YOUR GOAL - In the excerpt about the paddle-and-pedal trip, which events does Siliko say are planned for May 7?

EXCERPT PROVIDED -
++++++

Siliko understands the need for students to get outside during the COVID-19 pandemic.
“I am a big proponent of just spending time outside even if it's just getting outside of your dorm,” she said. “I think with so many classes being remote, it's so important for folks.”
After three miles on the water, the duckies landed ashore and met a second student leader who was waiting for them with bikes to start the “pedal” portion of the trip.
Cox said the bike ride back to campus was a bit more taxing than the “paddle” part of the day. As a student leader, he took pride in having to keep morale alive, even as they navigated hills and flat tires.
“[It] was pretty cool to have to step up and repair that and finish the trip out and just [make] sure everyone had a good time,” Cox said, “because those hills really killed the morale for a second.”
Despite some hiccups in the trip, Graumlich said he would love to participate in another one of OPC’s events.
And he’s in luck.
Although the OPC has had to shift their approach and get creative with venues and programs, Siliko said they are planning another “Wellness Day Paddle and Pedal”, as well as a “Wellness Day Intro to Kayaking” and “Intro to Bikepacking,” all of which will take place on May 7.
Though wellness days are merely a necessity of COVID-19 college life, Cox said breaking the monotony of 15 straight weeks of classes with paddling and pedaling is valuable.
“Having these events to encourage people to do something actually different than the typical routine,” Cox said, “[and] make it somewhat feel like a spring break — is really cool.”

++++++

RECORDS PROVIDED -
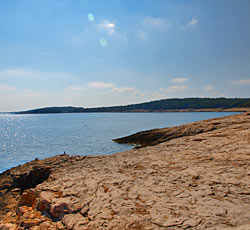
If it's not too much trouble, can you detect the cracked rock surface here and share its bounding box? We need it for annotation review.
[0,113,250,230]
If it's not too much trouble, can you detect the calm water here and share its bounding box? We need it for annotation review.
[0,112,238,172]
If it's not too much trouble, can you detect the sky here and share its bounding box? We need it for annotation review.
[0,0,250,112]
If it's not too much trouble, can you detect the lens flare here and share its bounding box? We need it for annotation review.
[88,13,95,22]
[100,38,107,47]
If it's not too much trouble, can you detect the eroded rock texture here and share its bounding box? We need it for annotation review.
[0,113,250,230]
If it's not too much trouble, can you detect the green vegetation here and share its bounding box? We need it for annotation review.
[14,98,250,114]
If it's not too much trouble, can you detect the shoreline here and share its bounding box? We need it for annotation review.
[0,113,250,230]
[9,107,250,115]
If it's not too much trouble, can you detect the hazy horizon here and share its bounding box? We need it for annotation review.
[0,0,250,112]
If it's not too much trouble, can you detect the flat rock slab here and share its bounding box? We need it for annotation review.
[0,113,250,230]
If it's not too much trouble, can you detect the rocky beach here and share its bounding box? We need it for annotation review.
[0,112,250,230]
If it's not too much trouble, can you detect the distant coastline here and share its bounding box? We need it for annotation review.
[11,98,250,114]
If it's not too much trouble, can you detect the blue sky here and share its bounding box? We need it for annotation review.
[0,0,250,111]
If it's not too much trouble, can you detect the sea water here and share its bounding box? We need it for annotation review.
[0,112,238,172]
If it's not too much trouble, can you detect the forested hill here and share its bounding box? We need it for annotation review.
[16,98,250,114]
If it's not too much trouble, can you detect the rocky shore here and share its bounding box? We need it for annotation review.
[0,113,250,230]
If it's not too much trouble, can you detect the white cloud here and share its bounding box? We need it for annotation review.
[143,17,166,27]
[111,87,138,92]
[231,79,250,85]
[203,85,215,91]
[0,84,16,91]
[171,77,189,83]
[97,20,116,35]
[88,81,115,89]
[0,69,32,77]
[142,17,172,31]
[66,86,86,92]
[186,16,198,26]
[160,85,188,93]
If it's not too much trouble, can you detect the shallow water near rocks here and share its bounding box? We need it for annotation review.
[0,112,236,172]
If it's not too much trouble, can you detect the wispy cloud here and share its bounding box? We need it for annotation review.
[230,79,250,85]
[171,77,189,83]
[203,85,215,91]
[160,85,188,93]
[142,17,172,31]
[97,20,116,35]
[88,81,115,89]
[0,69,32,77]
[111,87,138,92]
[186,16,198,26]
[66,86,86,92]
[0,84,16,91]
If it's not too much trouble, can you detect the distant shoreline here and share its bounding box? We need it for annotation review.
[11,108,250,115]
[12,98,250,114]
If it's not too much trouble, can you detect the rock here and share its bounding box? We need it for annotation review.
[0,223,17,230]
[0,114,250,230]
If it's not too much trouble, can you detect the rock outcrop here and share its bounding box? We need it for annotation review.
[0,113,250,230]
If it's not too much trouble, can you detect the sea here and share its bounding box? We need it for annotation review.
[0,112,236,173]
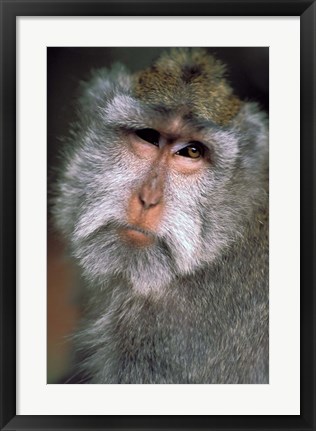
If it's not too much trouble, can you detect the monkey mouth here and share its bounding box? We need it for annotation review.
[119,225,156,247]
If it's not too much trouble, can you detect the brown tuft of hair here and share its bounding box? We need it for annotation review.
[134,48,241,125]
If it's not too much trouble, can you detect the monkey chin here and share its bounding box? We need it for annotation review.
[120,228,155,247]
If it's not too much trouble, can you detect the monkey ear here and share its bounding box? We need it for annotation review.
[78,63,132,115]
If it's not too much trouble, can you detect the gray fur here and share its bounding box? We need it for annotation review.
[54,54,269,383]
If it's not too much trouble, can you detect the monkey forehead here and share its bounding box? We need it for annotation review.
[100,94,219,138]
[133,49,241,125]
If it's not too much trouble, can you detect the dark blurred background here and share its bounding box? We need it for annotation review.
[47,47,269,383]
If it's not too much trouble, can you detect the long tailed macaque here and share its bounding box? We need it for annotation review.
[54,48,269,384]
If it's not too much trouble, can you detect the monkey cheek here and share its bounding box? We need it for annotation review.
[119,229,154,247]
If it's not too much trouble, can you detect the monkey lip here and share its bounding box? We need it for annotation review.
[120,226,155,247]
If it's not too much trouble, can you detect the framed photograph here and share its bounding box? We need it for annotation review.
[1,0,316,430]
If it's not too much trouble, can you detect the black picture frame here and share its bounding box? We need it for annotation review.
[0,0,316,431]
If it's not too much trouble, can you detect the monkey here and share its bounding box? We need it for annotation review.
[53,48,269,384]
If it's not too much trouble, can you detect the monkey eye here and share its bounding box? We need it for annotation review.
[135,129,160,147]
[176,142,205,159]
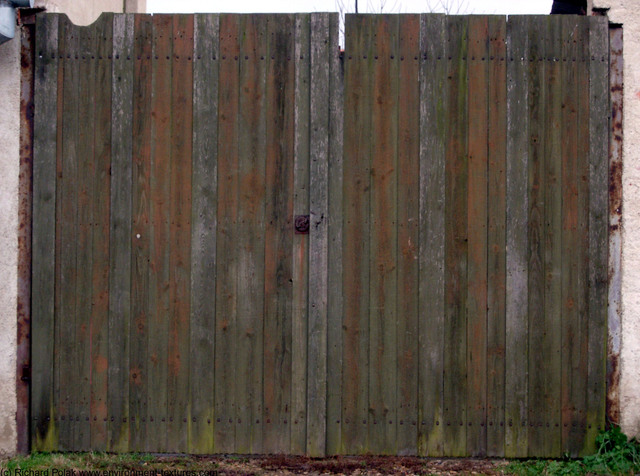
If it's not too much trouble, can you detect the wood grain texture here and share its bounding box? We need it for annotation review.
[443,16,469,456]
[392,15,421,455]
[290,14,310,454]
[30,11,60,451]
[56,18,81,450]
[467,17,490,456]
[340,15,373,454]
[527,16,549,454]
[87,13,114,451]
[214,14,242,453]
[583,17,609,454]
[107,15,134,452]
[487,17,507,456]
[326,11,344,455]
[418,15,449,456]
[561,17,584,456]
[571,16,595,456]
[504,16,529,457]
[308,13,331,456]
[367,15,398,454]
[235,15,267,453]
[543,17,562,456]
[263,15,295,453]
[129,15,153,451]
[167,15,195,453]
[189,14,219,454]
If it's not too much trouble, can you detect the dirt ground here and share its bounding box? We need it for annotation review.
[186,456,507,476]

++++++

SOLVED EXERCISE - Another "Wellness Day Paddle and Pedal," a "Wellness Day Intro to Kayaking," and "Intro to Bikepacking."